— BEGIN Exercise material —
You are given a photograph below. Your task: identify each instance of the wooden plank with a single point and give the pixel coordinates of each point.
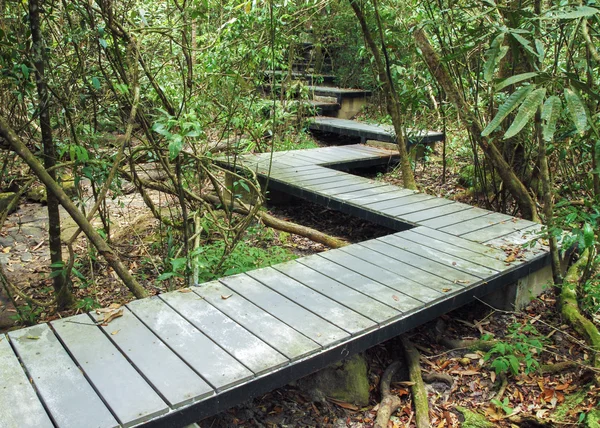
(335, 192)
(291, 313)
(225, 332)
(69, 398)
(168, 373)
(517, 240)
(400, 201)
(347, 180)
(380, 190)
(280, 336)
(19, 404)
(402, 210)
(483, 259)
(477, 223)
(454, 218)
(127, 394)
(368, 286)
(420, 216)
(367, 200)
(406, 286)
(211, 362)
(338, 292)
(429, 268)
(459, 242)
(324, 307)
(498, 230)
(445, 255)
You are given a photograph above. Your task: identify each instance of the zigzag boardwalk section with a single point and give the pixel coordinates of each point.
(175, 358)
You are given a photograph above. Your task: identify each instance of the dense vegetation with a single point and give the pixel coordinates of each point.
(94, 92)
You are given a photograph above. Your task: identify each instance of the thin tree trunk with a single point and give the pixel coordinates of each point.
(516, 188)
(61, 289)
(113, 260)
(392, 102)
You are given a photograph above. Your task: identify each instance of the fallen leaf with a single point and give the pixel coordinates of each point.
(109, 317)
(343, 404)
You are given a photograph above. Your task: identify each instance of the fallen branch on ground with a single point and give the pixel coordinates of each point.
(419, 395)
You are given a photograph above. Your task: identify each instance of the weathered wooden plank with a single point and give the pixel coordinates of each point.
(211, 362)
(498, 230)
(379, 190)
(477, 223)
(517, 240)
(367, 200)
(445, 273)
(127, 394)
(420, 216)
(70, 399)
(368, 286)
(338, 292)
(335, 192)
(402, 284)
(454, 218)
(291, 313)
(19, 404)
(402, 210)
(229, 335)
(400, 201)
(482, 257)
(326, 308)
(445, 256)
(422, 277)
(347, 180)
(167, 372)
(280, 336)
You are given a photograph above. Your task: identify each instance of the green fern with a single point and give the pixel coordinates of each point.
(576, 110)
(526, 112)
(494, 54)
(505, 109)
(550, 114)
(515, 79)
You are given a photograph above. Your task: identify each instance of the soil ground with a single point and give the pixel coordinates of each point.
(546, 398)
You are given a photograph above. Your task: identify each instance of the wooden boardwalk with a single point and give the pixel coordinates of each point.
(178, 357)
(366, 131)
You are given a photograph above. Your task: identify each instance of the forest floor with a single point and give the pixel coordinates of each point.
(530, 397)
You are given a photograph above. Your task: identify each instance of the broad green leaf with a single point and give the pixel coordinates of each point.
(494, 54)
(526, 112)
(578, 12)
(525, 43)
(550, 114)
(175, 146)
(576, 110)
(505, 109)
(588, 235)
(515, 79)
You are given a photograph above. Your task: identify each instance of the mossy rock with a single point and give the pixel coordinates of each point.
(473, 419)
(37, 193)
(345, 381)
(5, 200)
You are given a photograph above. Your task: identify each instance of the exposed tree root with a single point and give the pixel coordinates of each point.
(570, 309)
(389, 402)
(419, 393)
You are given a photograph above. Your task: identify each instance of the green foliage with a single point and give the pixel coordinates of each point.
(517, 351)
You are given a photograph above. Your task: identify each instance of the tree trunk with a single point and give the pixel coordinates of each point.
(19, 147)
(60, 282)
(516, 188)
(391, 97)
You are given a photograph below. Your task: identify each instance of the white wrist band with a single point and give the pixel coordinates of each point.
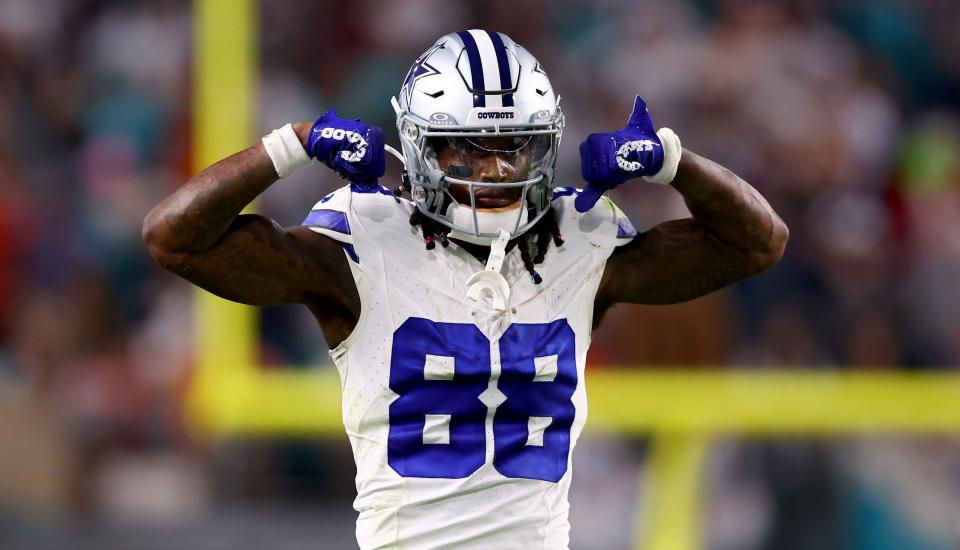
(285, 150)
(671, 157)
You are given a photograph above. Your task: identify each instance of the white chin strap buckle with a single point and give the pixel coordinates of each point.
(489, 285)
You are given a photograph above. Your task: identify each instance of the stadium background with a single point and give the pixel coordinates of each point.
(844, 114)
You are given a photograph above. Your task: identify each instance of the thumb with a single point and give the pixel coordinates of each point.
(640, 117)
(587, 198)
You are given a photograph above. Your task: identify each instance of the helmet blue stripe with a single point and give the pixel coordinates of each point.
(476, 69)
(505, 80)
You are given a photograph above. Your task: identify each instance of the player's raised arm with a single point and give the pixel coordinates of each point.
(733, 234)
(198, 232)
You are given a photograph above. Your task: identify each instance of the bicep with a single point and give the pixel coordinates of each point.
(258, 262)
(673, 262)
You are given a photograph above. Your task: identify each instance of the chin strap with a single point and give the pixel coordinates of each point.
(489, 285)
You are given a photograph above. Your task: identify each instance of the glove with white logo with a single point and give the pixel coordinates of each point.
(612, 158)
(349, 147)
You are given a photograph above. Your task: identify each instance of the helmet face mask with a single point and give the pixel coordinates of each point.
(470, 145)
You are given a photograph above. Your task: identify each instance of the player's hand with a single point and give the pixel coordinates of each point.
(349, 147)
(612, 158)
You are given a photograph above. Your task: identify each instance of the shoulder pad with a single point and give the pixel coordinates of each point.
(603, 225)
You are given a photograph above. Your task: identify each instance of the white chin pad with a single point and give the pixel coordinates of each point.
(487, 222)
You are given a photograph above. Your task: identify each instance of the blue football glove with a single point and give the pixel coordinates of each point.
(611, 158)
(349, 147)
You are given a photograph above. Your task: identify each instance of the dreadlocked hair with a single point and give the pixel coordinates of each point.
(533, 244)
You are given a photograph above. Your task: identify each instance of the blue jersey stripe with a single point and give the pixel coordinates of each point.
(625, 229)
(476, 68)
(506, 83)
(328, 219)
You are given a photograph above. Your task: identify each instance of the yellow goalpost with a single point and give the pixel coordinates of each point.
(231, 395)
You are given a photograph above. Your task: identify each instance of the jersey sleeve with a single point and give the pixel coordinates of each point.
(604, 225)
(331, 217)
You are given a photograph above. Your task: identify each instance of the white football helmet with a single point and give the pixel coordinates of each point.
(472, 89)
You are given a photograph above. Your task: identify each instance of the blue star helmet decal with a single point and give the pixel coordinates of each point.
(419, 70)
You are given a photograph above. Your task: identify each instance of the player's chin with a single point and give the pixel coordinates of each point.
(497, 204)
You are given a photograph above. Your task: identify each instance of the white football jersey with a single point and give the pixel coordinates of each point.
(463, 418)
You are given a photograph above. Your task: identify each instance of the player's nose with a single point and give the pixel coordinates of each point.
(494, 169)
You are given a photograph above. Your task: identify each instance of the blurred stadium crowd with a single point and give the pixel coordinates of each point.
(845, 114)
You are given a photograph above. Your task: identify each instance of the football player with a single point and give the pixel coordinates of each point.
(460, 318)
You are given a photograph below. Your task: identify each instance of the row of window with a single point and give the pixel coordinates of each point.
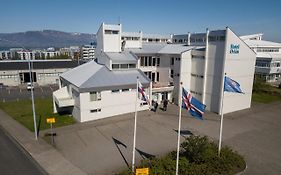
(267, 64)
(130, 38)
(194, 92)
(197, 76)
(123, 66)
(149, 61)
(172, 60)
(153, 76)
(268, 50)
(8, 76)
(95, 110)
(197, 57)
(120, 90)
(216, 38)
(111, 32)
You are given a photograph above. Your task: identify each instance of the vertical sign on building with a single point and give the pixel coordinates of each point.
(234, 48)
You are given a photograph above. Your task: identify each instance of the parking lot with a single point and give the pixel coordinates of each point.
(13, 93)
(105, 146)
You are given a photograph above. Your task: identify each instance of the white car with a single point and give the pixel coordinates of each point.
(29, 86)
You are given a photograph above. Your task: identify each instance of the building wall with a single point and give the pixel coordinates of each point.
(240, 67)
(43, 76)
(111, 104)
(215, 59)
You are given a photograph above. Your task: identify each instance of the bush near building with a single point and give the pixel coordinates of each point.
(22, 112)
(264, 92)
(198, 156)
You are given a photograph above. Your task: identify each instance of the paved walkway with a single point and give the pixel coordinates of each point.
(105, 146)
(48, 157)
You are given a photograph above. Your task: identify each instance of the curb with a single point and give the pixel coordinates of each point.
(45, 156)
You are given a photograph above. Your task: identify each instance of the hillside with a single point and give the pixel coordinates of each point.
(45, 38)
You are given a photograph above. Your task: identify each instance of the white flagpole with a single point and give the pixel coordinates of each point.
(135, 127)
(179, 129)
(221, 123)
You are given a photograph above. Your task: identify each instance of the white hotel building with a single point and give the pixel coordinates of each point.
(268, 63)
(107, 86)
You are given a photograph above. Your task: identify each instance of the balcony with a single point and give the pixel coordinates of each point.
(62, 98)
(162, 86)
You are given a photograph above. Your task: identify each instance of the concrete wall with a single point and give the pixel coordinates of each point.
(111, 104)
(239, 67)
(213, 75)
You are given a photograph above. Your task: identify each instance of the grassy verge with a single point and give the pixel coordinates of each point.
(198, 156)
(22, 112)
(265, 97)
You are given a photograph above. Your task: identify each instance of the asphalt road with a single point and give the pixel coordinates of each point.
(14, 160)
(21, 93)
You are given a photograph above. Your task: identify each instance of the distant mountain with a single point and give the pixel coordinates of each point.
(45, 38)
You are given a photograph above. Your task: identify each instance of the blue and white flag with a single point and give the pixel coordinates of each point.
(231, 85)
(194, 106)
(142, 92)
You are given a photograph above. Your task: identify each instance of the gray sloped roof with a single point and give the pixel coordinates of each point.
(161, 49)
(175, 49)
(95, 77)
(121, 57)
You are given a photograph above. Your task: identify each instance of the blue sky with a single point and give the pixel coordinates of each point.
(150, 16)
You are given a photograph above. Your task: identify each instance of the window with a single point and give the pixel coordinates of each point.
— END Exercise material —
Exercise instructions => Transcribe, word for word, every line from the one containing "the white flagpole" through the final line of the entries, and nothing else.

Result below =>
You are given a photograph above. Your task: identify each instance of the white flagpole with a single point and give the pixel coordinates of each point.
(135, 127)
(179, 129)
(221, 123)
You are given a photograph above. Your task: identify each instance of the white hotel building with a single point and give the pixel coordinates of each point.
(268, 63)
(107, 86)
You are given a photograph above. Your task: identify each instance of the balcony with a single point and give the pixel coordinates of each point.
(62, 98)
(162, 86)
You are given a photograph above. Your task: identify each instance of the concrete wall with a single point and give the pixel coordinates of each point.
(111, 104)
(239, 67)
(213, 75)
You are given a photograph above. Your task: identify each instance of the grassy verge with a single point and give the pixel coordinates of each point.
(198, 156)
(22, 112)
(265, 97)
You are given a photograph above. Your task: identify each instance of the asphalt road with a single point and give the pixel coordinates of each point.
(14, 160)
(21, 93)
You are given a photograph above. Your task: identify each instance of the distant mountain with a single point and give the pixel coordinates of each point.
(45, 38)
You are given a photograph above. Your task: identify each instance of the blue and white flag with a single point and give the pixel coordinates of each point.
(231, 85)
(194, 106)
(142, 92)
You are given a photograph above. Your task: identify each instance of the gray sloped roof with a single point and give the pixel coordinates of each point.
(161, 49)
(175, 49)
(95, 77)
(121, 57)
You are given a photograph above. Your task: identify each instance of the blue sky with a single point and give the pixel coordinates of each point.
(150, 16)
You are given a photograph above. Your task: identify each instance of the window with a single point and give the pixel coordinates of each point.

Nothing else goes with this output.